• TASK INSTRUCTIONS:
Write out the listing beneath this instruction in its entirety, exactly as it reads.

• RECORD SET:

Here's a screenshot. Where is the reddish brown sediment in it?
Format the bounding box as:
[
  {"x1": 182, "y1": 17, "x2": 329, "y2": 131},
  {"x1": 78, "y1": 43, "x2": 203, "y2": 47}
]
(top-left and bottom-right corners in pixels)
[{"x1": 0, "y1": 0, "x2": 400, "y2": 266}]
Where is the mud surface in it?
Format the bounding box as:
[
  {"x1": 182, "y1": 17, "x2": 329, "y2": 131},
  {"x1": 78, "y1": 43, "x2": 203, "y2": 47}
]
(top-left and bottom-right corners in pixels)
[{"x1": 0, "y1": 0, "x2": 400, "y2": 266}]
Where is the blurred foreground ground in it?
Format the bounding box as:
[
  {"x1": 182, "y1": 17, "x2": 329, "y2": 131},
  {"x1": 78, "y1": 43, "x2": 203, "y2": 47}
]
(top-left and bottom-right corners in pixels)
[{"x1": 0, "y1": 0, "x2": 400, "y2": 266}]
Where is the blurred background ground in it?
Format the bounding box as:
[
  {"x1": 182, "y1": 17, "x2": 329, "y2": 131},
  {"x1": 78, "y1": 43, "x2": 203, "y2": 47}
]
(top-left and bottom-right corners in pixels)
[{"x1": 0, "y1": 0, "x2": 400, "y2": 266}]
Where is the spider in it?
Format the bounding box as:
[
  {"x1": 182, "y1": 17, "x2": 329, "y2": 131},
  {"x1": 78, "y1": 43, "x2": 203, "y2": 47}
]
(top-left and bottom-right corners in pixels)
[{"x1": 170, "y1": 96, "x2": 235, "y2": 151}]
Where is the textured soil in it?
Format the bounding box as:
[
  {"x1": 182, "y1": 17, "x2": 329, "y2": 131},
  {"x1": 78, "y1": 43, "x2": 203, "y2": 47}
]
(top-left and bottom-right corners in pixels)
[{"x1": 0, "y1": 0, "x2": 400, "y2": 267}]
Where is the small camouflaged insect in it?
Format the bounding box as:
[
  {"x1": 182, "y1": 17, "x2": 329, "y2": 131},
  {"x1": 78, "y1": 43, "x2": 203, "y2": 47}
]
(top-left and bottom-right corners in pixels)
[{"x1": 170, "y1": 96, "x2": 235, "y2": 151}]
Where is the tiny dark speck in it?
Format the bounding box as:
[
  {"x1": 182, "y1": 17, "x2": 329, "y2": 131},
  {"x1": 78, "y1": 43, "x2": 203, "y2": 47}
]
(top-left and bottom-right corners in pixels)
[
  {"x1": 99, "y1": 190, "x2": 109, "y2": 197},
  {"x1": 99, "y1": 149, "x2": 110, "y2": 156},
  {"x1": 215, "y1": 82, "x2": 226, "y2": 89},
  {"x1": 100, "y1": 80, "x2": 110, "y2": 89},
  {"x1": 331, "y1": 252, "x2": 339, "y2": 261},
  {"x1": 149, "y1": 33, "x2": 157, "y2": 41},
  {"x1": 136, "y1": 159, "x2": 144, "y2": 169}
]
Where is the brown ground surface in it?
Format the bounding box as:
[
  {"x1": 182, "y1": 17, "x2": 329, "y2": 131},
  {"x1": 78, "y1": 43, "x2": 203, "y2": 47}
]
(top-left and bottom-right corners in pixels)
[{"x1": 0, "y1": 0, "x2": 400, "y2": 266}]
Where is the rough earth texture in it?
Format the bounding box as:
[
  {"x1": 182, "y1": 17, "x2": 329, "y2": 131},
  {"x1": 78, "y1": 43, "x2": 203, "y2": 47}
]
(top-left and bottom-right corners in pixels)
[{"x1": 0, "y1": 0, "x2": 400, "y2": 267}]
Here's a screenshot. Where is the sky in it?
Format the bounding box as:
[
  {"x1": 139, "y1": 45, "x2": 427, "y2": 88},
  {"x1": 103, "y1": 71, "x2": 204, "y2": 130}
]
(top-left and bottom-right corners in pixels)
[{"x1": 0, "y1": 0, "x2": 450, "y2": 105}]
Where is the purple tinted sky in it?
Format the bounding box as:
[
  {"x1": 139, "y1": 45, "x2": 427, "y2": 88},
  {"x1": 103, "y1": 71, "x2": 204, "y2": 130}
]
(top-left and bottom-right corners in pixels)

• PROBLEM SOLUTION:
Here's a screenshot. Where is the reddish brown sediment in it?
Format the bounding box as:
[
  {"x1": 182, "y1": 17, "x2": 329, "y2": 131},
  {"x1": 78, "y1": 43, "x2": 203, "y2": 47}
]
(top-left and bottom-right corners in pixels)
[{"x1": 0, "y1": 0, "x2": 400, "y2": 266}]
Where is the mud surface in it?
Format the bounding box as:
[
  {"x1": 182, "y1": 17, "x2": 329, "y2": 131},
  {"x1": 78, "y1": 43, "x2": 203, "y2": 47}
]
(top-left and bottom-right corners in pixels)
[{"x1": 0, "y1": 0, "x2": 400, "y2": 266}]
Where is the blurred foreground ground in it?
Format the bounding box as:
[
  {"x1": 182, "y1": 17, "x2": 329, "y2": 131},
  {"x1": 78, "y1": 43, "x2": 203, "y2": 47}
]
(top-left and bottom-right corners in pixels)
[{"x1": 0, "y1": 0, "x2": 400, "y2": 266}]
Where is the blurred background ground in it?
Format the bounding box as:
[
  {"x1": 182, "y1": 17, "x2": 329, "y2": 131},
  {"x1": 78, "y1": 43, "x2": 203, "y2": 47}
]
(top-left and bottom-right corners in pixels)
[{"x1": 0, "y1": 0, "x2": 400, "y2": 266}]
Where is the spider in it?
Format the bounding box as:
[
  {"x1": 182, "y1": 17, "x2": 329, "y2": 131},
  {"x1": 78, "y1": 43, "x2": 203, "y2": 47}
]
(top-left and bottom-right corners in pixels)
[{"x1": 170, "y1": 96, "x2": 235, "y2": 151}]
Where is the textured soil in it?
Format the bounding box as:
[
  {"x1": 182, "y1": 17, "x2": 329, "y2": 131},
  {"x1": 78, "y1": 43, "x2": 203, "y2": 47}
]
(top-left and bottom-right corners in pixels)
[{"x1": 0, "y1": 0, "x2": 400, "y2": 267}]
Where is the small camouflaged insect in it?
Format the bounding box as:
[
  {"x1": 182, "y1": 17, "x2": 329, "y2": 131},
  {"x1": 78, "y1": 43, "x2": 203, "y2": 47}
]
(top-left and bottom-right corners in pixels)
[{"x1": 170, "y1": 96, "x2": 235, "y2": 151}]
Where is the tiny dark speck in it?
Format the bounding box as:
[
  {"x1": 182, "y1": 17, "x2": 329, "y2": 131},
  {"x1": 78, "y1": 43, "x2": 203, "y2": 47}
]
(top-left and bottom-right corners in pixels)
[
  {"x1": 99, "y1": 190, "x2": 109, "y2": 197},
  {"x1": 99, "y1": 149, "x2": 110, "y2": 156},
  {"x1": 215, "y1": 82, "x2": 226, "y2": 89},
  {"x1": 100, "y1": 80, "x2": 110, "y2": 89},
  {"x1": 331, "y1": 252, "x2": 339, "y2": 261},
  {"x1": 149, "y1": 33, "x2": 157, "y2": 41},
  {"x1": 136, "y1": 159, "x2": 144, "y2": 169}
]
Where is the brown ground surface in it?
Format the bounding box as:
[
  {"x1": 182, "y1": 17, "x2": 329, "y2": 131},
  {"x1": 78, "y1": 43, "x2": 203, "y2": 47}
]
(top-left and bottom-right corners in pixels)
[{"x1": 0, "y1": 0, "x2": 400, "y2": 266}]
Where is the rough earth texture in it?
Format the bounding box as:
[
  {"x1": 182, "y1": 17, "x2": 329, "y2": 131},
  {"x1": 78, "y1": 43, "x2": 203, "y2": 47}
]
(top-left and bottom-right corners in pixels)
[{"x1": 0, "y1": 0, "x2": 400, "y2": 267}]
Here's a screenshot. Where is the sky in it?
Format the bounding box as:
[
  {"x1": 139, "y1": 45, "x2": 427, "y2": 88},
  {"x1": 103, "y1": 71, "x2": 204, "y2": 130}
]
(top-left and bottom-right corners in pixels)
[{"x1": 0, "y1": 0, "x2": 450, "y2": 105}]
Where is the purple tinted sky in it?
Format the bounding box as:
[
  {"x1": 139, "y1": 45, "x2": 427, "y2": 88},
  {"x1": 103, "y1": 71, "x2": 204, "y2": 130}
]
(top-left and bottom-right corners in pixels)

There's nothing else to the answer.